[Saved entries]
§ §

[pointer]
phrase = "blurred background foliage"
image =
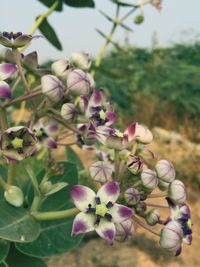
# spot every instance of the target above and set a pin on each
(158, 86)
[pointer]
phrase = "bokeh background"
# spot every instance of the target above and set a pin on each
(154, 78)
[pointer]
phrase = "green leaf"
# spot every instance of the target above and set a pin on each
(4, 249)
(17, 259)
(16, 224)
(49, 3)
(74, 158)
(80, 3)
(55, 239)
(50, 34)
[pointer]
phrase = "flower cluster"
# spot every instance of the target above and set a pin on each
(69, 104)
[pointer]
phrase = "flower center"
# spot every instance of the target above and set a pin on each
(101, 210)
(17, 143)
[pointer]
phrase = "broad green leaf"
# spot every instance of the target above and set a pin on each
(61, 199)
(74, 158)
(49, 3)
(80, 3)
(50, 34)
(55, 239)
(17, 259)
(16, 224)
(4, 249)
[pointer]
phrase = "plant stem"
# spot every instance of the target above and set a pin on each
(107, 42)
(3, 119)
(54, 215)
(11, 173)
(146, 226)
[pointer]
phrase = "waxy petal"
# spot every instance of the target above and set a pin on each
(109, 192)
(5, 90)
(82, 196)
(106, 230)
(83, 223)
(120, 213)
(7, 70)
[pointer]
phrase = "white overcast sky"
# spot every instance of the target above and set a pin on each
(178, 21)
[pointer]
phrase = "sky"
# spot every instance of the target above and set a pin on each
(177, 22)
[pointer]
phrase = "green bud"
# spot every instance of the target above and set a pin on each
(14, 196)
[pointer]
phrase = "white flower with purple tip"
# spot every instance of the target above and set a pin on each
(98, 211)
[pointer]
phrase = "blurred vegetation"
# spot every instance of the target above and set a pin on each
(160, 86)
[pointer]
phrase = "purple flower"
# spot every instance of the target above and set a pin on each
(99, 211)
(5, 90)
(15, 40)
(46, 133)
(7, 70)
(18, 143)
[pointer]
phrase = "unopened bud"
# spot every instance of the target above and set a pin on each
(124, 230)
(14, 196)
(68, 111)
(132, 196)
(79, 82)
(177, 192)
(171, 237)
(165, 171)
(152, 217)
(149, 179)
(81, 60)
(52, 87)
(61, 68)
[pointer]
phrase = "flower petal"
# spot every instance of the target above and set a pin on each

§ §

The data must be repeated exactly. Any pictures in it are to be left out.

# [Expected answer]
[pointer]
phrase = "blurred background foliage"
image =
# spot every instance of the target above and set a pin on each
(158, 86)
[pointer]
phrase = "bokeh background"
# spot every instance of the target above and set a pin on each
(154, 78)
[pointer]
phrase = "green leaf"
# spot every instance of the target above and set a pin on each
(4, 249)
(17, 259)
(16, 224)
(49, 3)
(74, 158)
(80, 3)
(55, 239)
(50, 34)
[pointer]
phrase = "flower cluster"
# spot every instance of the target above and set a pin on each
(69, 104)
[pointer]
phrase = "flower center"
# spot every instance of the target above and set a pin on each
(101, 210)
(17, 143)
[pointer]
phrase = "broad green leaf"
# spot every instance of the target above and set a pin on each
(61, 199)
(74, 158)
(49, 3)
(80, 3)
(50, 34)
(55, 239)
(17, 259)
(16, 224)
(4, 249)
[pointer]
phrase = "plant stem"
# spot every instance of the target above and set a pin on each
(107, 42)
(3, 119)
(54, 215)
(11, 173)
(146, 226)
[pointer]
phrase = "waxy petal"
# spot every instance of the target above and set a pin on each
(109, 192)
(5, 90)
(82, 196)
(106, 230)
(83, 223)
(120, 213)
(7, 70)
[pointer]
phrase = "white overcast sky"
# spot every instance of the target above and set a pin on each
(178, 21)
[pointer]
phrase = "sky"
# spot every instance of the target above and set a pin on each
(177, 22)
[pointer]
phrase = "green bud"
# spot every instance of the target above and set a pin on each
(14, 196)
[pointer]
phrase = "white flower with purple tip"
# spot every instance of the target above and set a pin on each
(98, 211)
[pointer]
phrase = "blurred vegetation"
# spot every instance of the target above and set a pin on each
(160, 86)
[pointer]
phrase = "purple flower"
# spot every instance of the target above and set a pin on each
(99, 211)
(5, 90)
(15, 40)
(46, 133)
(7, 70)
(18, 143)
[pointer]
phrase = "unopened bud"
# spot every instance of the target above and set a pin on each
(124, 230)
(14, 196)
(68, 111)
(132, 196)
(79, 82)
(177, 192)
(171, 237)
(165, 171)
(152, 217)
(149, 179)
(81, 60)
(52, 87)
(61, 68)
[pointer]
phrase = "flower petal"
# spot every instance of the target above and set a pin on each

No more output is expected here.